• WRITTEN INSTRUCTION: Please count how many lines of the material below contain the string "tree". Case matters, so reply with the number alone.

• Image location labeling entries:

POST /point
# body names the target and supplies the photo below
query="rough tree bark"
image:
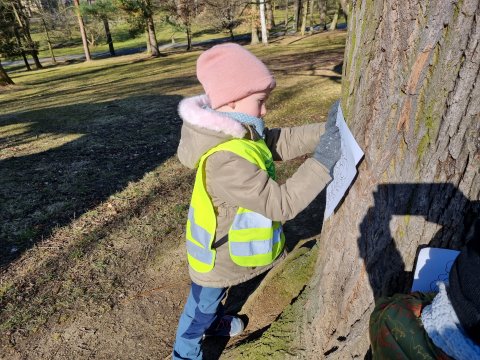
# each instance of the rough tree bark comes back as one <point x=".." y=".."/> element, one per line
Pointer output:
<point x="410" y="95"/>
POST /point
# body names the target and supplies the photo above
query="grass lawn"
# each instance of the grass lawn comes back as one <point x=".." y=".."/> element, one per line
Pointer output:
<point x="92" y="199"/>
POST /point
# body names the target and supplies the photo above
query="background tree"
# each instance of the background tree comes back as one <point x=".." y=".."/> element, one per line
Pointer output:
<point x="141" y="16"/>
<point x="297" y="8"/>
<point x="322" y="9"/>
<point x="263" y="22"/>
<point x="7" y="39"/>
<point x="181" y="15"/>
<point x="101" y="10"/>
<point x="270" y="7"/>
<point x="22" y="32"/>
<point x="410" y="94"/>
<point x="225" y="14"/>
<point x="336" y="13"/>
<point x="255" y="19"/>
<point x="81" y="26"/>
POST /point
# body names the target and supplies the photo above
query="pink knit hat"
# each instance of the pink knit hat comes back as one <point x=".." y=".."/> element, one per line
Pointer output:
<point x="229" y="72"/>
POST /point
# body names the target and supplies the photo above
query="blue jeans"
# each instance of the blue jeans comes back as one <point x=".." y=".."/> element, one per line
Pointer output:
<point x="202" y="310"/>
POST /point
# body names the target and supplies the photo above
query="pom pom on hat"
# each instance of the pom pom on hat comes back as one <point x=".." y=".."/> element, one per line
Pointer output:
<point x="229" y="72"/>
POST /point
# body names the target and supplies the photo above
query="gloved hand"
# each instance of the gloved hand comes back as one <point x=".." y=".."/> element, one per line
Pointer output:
<point x="328" y="149"/>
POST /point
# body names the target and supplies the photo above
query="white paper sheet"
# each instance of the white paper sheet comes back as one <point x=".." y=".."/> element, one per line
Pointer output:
<point x="433" y="264"/>
<point x="345" y="169"/>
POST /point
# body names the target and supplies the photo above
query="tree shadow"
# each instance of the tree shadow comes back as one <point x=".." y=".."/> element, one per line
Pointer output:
<point x="439" y="203"/>
<point x="58" y="163"/>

• THE OUTPUT: 6